Are you able to quote each entry exactly as written?
# DATA PROVIDED start
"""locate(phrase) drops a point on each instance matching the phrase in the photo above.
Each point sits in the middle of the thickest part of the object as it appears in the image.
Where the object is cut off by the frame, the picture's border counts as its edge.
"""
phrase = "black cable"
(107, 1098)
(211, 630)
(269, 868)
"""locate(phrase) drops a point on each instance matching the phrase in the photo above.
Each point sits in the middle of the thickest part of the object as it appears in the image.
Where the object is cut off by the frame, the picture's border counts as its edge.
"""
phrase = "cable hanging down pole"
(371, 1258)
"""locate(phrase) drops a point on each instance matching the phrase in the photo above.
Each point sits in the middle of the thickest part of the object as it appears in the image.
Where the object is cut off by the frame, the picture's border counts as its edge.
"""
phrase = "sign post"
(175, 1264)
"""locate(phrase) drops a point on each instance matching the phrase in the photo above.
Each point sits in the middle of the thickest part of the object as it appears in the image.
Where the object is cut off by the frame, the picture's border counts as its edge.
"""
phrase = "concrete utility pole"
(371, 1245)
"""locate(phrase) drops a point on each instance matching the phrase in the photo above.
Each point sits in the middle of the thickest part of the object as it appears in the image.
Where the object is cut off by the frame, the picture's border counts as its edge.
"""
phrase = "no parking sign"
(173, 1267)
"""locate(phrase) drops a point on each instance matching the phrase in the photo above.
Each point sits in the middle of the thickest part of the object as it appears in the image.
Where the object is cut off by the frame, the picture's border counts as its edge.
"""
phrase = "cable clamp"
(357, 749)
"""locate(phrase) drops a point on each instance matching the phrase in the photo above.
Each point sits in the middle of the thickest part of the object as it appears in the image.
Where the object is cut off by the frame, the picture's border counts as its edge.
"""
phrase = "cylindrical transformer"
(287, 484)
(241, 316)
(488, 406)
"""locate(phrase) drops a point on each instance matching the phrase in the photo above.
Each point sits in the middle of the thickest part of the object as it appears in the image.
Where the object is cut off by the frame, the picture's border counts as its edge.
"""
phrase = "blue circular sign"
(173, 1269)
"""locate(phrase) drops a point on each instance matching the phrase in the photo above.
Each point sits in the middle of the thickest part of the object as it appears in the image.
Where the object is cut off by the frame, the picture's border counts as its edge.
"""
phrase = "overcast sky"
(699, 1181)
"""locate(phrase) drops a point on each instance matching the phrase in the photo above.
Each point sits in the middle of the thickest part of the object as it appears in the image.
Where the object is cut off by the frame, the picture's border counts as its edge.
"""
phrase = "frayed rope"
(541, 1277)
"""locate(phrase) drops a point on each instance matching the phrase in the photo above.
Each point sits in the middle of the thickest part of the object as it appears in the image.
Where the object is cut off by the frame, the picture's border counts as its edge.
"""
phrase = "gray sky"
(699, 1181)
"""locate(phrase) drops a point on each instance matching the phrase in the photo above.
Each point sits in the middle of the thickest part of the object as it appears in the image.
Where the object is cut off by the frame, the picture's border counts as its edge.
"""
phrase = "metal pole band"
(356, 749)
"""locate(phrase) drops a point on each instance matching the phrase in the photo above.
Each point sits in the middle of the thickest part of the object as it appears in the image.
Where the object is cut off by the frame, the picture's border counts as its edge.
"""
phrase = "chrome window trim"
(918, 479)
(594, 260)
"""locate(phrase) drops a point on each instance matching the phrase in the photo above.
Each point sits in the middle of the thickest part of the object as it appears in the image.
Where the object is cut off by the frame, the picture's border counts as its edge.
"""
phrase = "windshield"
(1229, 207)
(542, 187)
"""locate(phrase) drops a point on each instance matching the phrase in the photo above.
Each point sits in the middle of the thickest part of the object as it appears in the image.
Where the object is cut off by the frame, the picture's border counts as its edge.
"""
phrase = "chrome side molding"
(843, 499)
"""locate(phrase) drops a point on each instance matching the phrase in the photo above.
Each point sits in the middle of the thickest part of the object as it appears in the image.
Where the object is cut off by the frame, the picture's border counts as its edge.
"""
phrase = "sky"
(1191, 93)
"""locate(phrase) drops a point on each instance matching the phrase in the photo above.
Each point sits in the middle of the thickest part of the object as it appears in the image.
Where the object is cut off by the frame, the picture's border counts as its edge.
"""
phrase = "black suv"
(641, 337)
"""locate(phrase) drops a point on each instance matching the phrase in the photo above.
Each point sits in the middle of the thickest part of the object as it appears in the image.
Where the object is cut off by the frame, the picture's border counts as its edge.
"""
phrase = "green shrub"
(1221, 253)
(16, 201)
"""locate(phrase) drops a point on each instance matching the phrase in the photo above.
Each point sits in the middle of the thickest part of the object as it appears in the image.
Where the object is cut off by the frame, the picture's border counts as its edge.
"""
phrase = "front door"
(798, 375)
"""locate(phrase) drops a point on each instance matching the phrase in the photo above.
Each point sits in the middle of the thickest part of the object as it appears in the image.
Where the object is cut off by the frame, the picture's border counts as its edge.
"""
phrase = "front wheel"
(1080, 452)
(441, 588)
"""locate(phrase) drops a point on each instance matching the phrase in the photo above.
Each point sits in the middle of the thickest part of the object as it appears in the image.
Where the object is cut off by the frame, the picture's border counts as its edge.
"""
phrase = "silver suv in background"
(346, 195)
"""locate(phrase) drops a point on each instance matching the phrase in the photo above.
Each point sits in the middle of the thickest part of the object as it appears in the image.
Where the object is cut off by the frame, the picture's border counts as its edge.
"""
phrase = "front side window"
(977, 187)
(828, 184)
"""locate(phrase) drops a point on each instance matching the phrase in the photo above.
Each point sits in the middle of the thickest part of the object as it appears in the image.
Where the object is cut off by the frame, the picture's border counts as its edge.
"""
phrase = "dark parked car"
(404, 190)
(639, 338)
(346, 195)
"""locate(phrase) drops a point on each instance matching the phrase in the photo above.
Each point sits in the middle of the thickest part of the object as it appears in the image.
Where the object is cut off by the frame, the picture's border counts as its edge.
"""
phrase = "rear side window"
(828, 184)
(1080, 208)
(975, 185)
# DATA PROVIDED end
| COMPLETE OUTPUT |
"""locate(phrase) drops a point on each instance matching the phrase in the photo above.
Each point sits in the middle of the thickest part of the object as it appears in the image.
Where the object is cut off by the frame, the picture's border counts as its edge.
"""
phrase = "black cable"
(107, 1098)
(211, 630)
(269, 868)
"""locate(phrase) drops a point on each instance matching the phrase in the photo above.
Each point sits in the middle of the thickest part of the object as it appears in the image.
Where the object is cut off by the frame, the picture's border counts as its edge.
"""
phrase = "cable hanging down pole"
(371, 1258)
"""locate(phrase) drops a point on each instance matching the phrase in the photo above.
Each point sits in the middle of the thickest part of the object as it appears in the image.
Where the object is cut off by the frame, the picture's border counts as its edge.
"""
phrase = "sign post"
(175, 1264)
"""locate(phrase) drops a point on each instance matching the phrase in the photo above.
Each point sits in the middle of the thickest part of the object as it appears in the image.
Where the object is cut off by the frame, the picture's border counts as its edge.
"""
phrase = "concrete utility pole"
(371, 1245)
"""locate(phrase) drops a point on each instance matching the phrase in the photo above.
Each point sits in the middle of the thickest part of the object as it appears in the image.
Where the object is cut off by the frame, the picture's border counts as its edge.
"""
phrase = "no parking sign"
(173, 1267)
"""locate(phrase) drops a point on each instance matching the phrase in the photo above.
Each point sits in the middle of the thickest part of the object as it appears in the image.
Where the object is cut off by the frame, the picture's border counts as its edge.
"""
phrase = "cable clamp"
(357, 749)
"""locate(phrase) drops a point on each instance matching the phrase in the photo above.
Each point sits in the middle of the thickest part of the object as it appears in the image.
Where the object is cut off by the frame, the picture's border counts as its edge.
"""
phrase = "cylindrical transformer"
(287, 484)
(241, 316)
(488, 406)
"""locate(phrase) drops a point on each instance matching the phrase in the photo above.
Each point sits in the middle of the thickest part of the object as it appears in the image.
Where the object is cut off by the frame, the picture's border counts as its edge.
"""
phrase = "blue circular sign"
(173, 1269)
"""locate(phrase) drops a point on each instance matching the phrase in the photo above.
Each point sits in the middle of the thickest part of the object as it appears in the image.
Where the object is cut off by the frame, the picture's border counts as its edge.
"""
phrase = "overcast sky"
(699, 1181)
"""locate(phrase) drops a point on each instance matching the phrase in the photo above.
Each point sits in the middle of the thickest part of the object as it appears in the image.
Where the object is cut off by the frame, the picture's border counts as its edge.
"""
phrase = "frayed rope"
(541, 1277)
"""locate(phrase) drops a point on each instance matching the phrase in the photo above.
Each point sits in the middle of the thickest part of the object as it appears in the image.
Where the object is cut off by the frame, the picture's border counts as its edge.
"""
phrase = "gray sky"
(699, 1181)
"""locate(phrase) drops a point on each instance matching the phrase in the photo above.
Each point sits in the middle of the thickest part of the object as it appears in the image.
Where the object is cut off by the frame, the picture's border counts as its edge.
"""
phrase = "metal pole band"
(356, 749)
"""locate(phrase) drops a point on each instance matching the phrase in the photo above.
Each point sits in the middle of the thickest part of the object as it appears in the image.
Where the object is cut off by the frame, the picture's border counts as its edge.
"""
phrase = "chrome window trim"
(918, 479)
(594, 260)
"""locate(phrase) drops a point on each instance matching the phrase in the photo above.
Each point sits in the middle of the thickest part of the object as it appears in the image.
Where the object is cut off by the frame, the picture's border counts as its edge.
"""
phrase = "windshield"
(1229, 207)
(542, 187)
"""locate(phrase) drops a point on each instance matching the phrase in the photo above.
Each point sits in the middle of the thickest part of the object as it appears in the image.
Where the object is cut off by the frame, the picture's border counts as its edge.
"""
phrase = "chrome side molding"
(843, 499)
"""locate(phrase) drops a point on each instance matching the phrase in the photo above.
Each point sits in the middle of the thickest part of the object as it appears in the image.
Where the object is cut off by the frame, the picture's border counts as its edge.
"""
phrase = "sky"
(1191, 93)
"""locate(phrase) drops a point on each instance matching the phrase in the photo above.
Each point sits in the middle of the thickest part of the object as it appears in the image.
Where the object is cut off by the frame, the picture's border counts as its edge.
"""
phrase = "black suv"
(641, 337)
"""locate(phrase) drops a point on each instance matching the phrase in the photo above.
Each point sits in the middle of the thickest part of the object as it appears in the image.
Where the object is cut off by the frame, the picture's border counts as its edge.
"""
phrase = "green shrub"
(1221, 253)
(16, 201)
"""locate(phrase) drops a point on each instance matching the phrase in the photo above.
Each point sits in the middle of the thickest part of the object as it appears in the image.
Where the object is cut off by the frame, the picture's border counts as its edge.
"""
phrase = "front door"
(798, 375)
"""locate(phrase) drops a point on each instance matching the phrase in the photo above.
Each point sits in the middle of the thickest part of the object as it appears in the image.
Where the object is cut off by the frame, the picture's border counts as its edge.
"""
phrase = "front wheel"
(1080, 452)
(441, 588)
"""locate(phrase) drops a point on each instance matching the phrase in the photo above.
Each point sits in the middle of the thickest part of the object as it appears in the image.
Where the object is cut off by the frame, the picture's border counts as its edge.
"""
phrase = "silver suv in background"
(346, 195)
"""locate(phrase) drops a point on each instance matching the phrase in the photo above.
Each point sits in the middle of the thickest part of the object as it appears in the image.
Where the object is cut off by the frame, the picture's border counts as its edge.
"""
phrase = "front side window"
(977, 187)
(828, 184)
"""locate(phrase) drops a point on each instance matching the phrase in the photo above.
Each point sits in the middle of the thickest part of the object as it appears in the image.
Where the object is cut off by the frame, the picture's border counts as its edge.
"""
phrase = "dark parked car"
(404, 190)
(639, 338)
(346, 195)
"""locate(phrase) drops a point on each instance matching the phrase in the photo above.
Each point sits in the middle of the thickest part of the object as it appears in the image.
Where the object is cut off by the frame, the picture's border counts as its edge.
"""
phrase = "rear side window"
(828, 184)
(1080, 208)
(975, 185)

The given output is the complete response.